● Task
Drawing on the article about NEOM's internal audit below, explain in one to three sentences why Davies says internal audit cannot give senior management laundry lists of actions.

● Provided text

NEOM: Building a futuristic internal audit from the ground up

NEOM, an initiative led by Saudi Arabia’s Public Investment Fund (PIF), is an ambitious destination now under development in the northwest of the country, at the intersection of Asia, Europe and Africa. Its goal is to become the ‘future of liveability’, built from the ground up, focused on community, and using advanced technologies to redefine how humanity lives, works, and plays – with a commitment to environmental sustainability. 

An initiative of NEOM’s scale, spanning sectors ranging from biotech to education to financial services, poses a complex governance challenge when it comes to the creation of the internal audit (IA) function. There is no model or blueprint and speed is of the essence as NEOM has a strong delivery culture. Protecting NEOM and enabling it to deliver on the ambitious vision is at the heart of the NEOM IA purpose. 

In this article - part of PwC’s Perspectives in Risk series - we interview Jason Davies, NEOM’s Chief Internal Audit Officer, to learn about his experiences in founding and managing this critical function and vision for the future of IA at NEOM.

Getting the fundamentals right and building trust

Davies joined NEOM in July 2020, transitioning from British multinational retailer Tesco; prior to Tesco he was a partner at a Big Four professional services firm. His diverse career, spanning sectors including corporate finance, food retail, and energy, made Davies the ideal candidate in many ways for a ‘blank canvas’, multi-sector initiative like NEOM.

NEOM: Building a futuristic internal audit from the ground up

When Davies joined NEOM - an initiative that sits at the heart of the Kingdom’s economic transformation agenda - he was immediately struck by its ambition. “Pick an industry - any industry - and we were doing something with it,” he recalls. “It was a fascinating brief.”

Building trust across the organisation was his first priority. “Listening more than I talked in the early days was key; our purpose and mandate is to protect the business,” Davies says.

“Running a startup is very different from operating in a large corporate setup - you’ve got to keep an open mind because things have to be done differently,” Davies continues. “When you are doing audits and providing assurance to a business that is trying to be disruptive and innovative, you have got to come with the right attitude and calibrate transparency, risk and box-ticking - and box ticking is not always the right way to go.” Davies explains that working in an environment with a strong delivery culture and high expectations means that IA cannot present laundry lists of actions (to senior management) going ‘into the weeds’. “You've got to be able to distil your messaging and recommendations have to be material, crisp and relevant,” Davies says.

● Given records
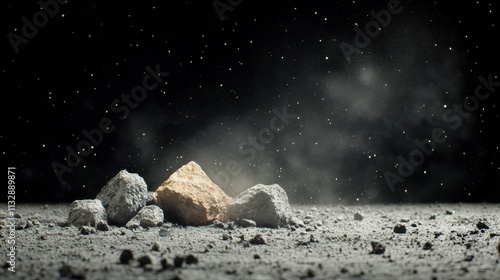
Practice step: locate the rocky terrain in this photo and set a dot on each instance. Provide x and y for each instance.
(449, 241)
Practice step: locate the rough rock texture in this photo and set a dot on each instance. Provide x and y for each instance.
(148, 216)
(151, 199)
(189, 197)
(123, 196)
(86, 212)
(267, 205)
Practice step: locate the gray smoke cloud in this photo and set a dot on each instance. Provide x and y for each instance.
(351, 125)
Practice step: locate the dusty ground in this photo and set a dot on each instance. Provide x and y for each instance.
(330, 245)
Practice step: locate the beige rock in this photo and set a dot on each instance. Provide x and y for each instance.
(189, 197)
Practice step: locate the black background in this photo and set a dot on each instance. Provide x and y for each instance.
(225, 79)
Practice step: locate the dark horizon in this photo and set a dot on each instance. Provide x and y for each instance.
(311, 96)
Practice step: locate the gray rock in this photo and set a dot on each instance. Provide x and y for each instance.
(123, 196)
(267, 205)
(148, 216)
(86, 212)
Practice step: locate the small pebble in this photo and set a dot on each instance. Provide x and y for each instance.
(377, 248)
(258, 240)
(247, 223)
(218, 224)
(399, 228)
(126, 256)
(427, 246)
(190, 259)
(86, 230)
(156, 246)
(482, 225)
(178, 261)
(102, 225)
(145, 260)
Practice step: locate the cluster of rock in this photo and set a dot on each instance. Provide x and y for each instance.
(187, 197)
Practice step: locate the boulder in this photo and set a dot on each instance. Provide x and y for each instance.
(86, 212)
(148, 216)
(189, 197)
(267, 205)
(123, 196)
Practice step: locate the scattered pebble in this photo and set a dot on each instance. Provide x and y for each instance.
(86, 230)
(226, 236)
(358, 216)
(218, 224)
(102, 225)
(145, 260)
(427, 245)
(258, 239)
(178, 261)
(165, 264)
(156, 246)
(69, 272)
(247, 223)
(399, 228)
(482, 225)
(190, 259)
(377, 248)
(126, 256)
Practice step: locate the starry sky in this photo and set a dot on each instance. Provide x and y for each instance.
(330, 99)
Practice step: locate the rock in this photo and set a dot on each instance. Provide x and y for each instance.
(248, 223)
(258, 240)
(102, 225)
(86, 212)
(151, 198)
(482, 225)
(358, 216)
(86, 230)
(145, 260)
(123, 196)
(267, 205)
(190, 259)
(189, 197)
(126, 257)
(148, 216)
(399, 228)
(377, 248)
(427, 246)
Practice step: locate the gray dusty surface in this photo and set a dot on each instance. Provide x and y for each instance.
(331, 244)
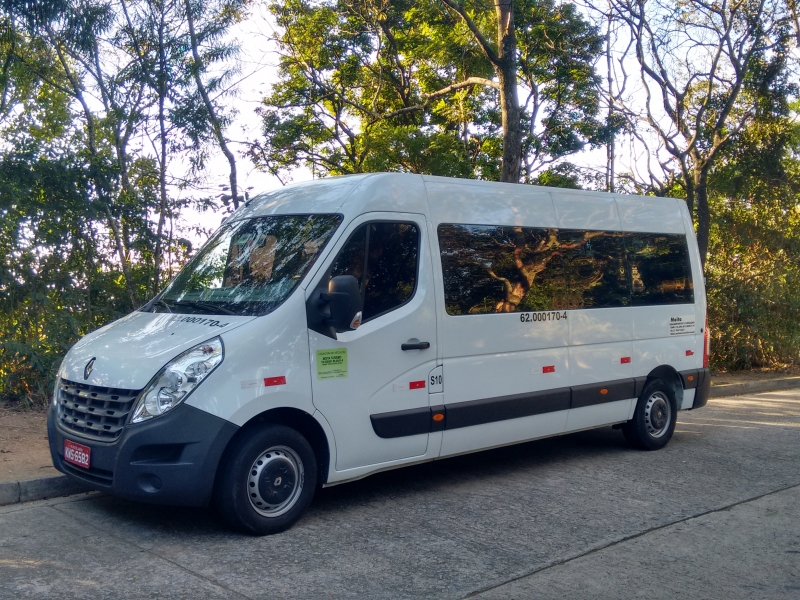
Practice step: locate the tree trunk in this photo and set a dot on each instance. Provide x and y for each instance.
(162, 160)
(216, 124)
(509, 100)
(703, 213)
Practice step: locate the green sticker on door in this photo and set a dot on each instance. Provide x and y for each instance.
(332, 364)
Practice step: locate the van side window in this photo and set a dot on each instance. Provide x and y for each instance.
(596, 268)
(383, 257)
(489, 269)
(660, 269)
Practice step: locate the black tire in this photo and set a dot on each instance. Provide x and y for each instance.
(655, 417)
(267, 480)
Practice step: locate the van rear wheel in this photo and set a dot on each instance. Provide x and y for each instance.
(267, 480)
(654, 419)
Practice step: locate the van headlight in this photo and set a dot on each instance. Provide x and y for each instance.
(177, 380)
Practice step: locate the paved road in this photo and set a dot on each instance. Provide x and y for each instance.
(716, 515)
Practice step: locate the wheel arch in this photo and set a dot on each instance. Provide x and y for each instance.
(300, 421)
(671, 377)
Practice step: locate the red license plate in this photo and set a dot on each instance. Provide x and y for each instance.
(77, 454)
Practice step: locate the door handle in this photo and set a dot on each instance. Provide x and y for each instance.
(416, 346)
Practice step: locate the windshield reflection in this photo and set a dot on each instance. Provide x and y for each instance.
(248, 267)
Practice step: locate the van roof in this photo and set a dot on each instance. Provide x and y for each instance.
(450, 200)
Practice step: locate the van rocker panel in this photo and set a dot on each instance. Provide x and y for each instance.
(171, 459)
(504, 408)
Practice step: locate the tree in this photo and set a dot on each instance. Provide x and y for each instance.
(708, 70)
(418, 86)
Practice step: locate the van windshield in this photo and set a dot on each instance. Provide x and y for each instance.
(248, 267)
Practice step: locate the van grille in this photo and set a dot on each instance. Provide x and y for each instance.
(95, 412)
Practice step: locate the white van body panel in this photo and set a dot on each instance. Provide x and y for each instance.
(379, 374)
(485, 203)
(271, 347)
(586, 210)
(648, 215)
(131, 350)
(319, 196)
(271, 361)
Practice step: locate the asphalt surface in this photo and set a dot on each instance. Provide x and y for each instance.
(716, 514)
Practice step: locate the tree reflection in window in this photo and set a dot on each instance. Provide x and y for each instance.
(596, 268)
(660, 271)
(493, 269)
(490, 269)
(249, 267)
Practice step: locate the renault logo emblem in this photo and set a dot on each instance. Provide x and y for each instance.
(87, 370)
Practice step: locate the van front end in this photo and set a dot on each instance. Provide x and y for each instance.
(146, 407)
(170, 460)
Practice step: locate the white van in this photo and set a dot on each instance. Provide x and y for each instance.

● Right answer
NEOM has a strong delivery culture and high expectations, so internal audit cannot bring senior management long lists of actions that go "into the weeds." Its messaging has to be distilled, and its recommendations have to be material, crisp and relevant.